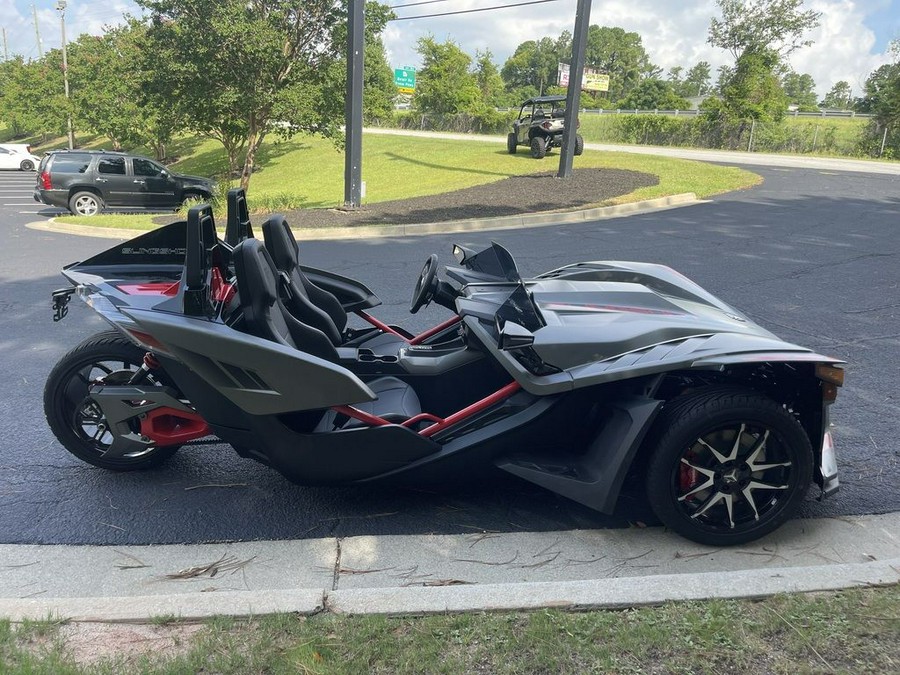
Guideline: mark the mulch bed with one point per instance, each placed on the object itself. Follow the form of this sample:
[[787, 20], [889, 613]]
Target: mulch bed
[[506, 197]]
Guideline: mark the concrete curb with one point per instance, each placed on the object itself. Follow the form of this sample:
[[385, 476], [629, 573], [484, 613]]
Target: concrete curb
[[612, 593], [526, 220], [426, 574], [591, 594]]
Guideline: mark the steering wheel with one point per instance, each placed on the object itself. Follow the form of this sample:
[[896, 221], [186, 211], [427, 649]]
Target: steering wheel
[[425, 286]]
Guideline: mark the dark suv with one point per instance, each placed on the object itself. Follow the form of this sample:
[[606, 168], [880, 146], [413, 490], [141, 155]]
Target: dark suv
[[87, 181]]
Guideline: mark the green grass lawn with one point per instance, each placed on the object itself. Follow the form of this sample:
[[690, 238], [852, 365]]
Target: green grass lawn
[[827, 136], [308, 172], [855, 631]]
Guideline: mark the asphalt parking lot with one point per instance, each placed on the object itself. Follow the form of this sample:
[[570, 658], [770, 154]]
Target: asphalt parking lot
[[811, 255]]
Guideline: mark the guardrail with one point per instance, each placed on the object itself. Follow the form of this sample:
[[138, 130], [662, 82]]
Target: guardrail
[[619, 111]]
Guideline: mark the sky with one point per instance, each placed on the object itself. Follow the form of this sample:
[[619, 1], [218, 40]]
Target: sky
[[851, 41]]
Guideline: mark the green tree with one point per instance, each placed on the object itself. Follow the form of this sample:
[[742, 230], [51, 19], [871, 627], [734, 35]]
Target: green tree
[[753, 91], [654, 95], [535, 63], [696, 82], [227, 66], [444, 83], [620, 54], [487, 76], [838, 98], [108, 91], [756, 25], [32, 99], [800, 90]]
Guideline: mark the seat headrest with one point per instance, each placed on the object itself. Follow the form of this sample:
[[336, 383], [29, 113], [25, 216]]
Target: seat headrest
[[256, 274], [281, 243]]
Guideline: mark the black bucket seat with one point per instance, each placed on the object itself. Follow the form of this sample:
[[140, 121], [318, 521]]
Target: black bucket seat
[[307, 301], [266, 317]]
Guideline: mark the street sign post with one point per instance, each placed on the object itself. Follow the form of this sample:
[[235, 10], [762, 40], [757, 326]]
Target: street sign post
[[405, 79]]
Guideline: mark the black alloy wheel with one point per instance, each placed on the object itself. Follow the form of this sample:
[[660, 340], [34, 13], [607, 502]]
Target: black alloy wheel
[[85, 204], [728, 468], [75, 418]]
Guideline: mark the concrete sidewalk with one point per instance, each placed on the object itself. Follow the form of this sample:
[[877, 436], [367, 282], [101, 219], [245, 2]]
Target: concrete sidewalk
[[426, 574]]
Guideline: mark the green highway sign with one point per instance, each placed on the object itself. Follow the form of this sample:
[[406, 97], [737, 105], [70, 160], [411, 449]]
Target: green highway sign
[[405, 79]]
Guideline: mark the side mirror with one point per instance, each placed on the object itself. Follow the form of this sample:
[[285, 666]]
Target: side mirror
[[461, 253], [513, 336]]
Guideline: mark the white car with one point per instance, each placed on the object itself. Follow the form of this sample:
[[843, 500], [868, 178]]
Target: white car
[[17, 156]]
============================================================
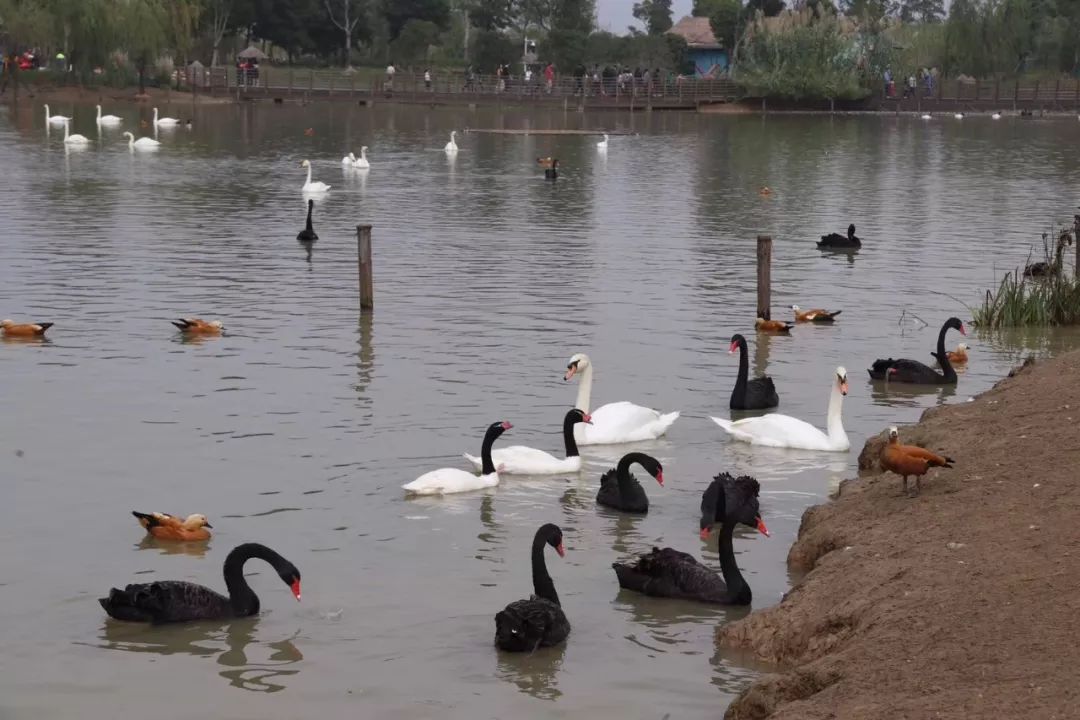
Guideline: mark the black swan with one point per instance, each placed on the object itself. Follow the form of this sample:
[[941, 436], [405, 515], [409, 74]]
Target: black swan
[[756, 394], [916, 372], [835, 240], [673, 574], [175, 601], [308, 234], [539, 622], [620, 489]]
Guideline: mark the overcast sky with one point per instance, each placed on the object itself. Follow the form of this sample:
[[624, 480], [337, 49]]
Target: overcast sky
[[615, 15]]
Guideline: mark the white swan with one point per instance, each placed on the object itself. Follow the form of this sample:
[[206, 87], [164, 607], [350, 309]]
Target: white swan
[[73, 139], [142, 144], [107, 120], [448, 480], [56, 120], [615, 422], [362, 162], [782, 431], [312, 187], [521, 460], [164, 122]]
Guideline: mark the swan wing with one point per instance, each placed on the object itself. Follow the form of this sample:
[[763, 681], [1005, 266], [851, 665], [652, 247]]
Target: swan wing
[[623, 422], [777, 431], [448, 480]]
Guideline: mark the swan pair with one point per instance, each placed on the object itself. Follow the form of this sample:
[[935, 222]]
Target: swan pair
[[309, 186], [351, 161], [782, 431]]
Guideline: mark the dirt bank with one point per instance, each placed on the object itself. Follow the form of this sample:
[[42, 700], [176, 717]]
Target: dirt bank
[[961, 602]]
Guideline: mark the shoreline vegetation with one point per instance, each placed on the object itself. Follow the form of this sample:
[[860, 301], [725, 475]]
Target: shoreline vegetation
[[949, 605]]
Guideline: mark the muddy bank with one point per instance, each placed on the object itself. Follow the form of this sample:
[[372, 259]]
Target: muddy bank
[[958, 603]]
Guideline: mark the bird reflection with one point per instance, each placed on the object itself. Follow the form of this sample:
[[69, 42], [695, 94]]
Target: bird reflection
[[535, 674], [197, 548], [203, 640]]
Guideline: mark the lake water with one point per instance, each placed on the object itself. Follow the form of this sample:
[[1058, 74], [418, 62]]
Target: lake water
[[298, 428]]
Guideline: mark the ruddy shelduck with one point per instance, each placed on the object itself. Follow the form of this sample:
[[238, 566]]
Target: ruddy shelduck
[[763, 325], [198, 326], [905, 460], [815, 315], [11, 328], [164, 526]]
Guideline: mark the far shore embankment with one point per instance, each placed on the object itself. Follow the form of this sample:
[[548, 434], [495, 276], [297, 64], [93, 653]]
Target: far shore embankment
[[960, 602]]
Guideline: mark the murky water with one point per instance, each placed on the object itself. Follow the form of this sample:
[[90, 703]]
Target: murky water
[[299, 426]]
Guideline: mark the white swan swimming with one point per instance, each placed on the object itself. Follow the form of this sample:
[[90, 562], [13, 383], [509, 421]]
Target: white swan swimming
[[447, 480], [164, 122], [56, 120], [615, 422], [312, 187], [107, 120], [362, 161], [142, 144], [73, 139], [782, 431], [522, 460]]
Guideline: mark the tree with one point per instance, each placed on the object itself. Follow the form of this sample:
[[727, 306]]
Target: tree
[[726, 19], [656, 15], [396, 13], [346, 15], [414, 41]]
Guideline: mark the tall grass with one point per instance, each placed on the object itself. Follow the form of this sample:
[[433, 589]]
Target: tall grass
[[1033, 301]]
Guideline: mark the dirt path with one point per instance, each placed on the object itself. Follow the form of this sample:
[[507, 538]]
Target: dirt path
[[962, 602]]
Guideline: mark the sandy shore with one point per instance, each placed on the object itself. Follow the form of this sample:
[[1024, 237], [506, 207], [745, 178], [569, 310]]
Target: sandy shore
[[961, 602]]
============================================================
#### Stated goal
Report every line of the records above that contains the string "grass", copying each line in full. Case counts.

#### Output for this exercise
Guideline: mark the green grass lawn with one point per instance, each placed on the object itself. Follow the form of this sample:
Target: green grass lawn
Guideline: mark the tall grass with one point per instance, each placed on the object itself. Follow the form of this sample:
Target: tall grass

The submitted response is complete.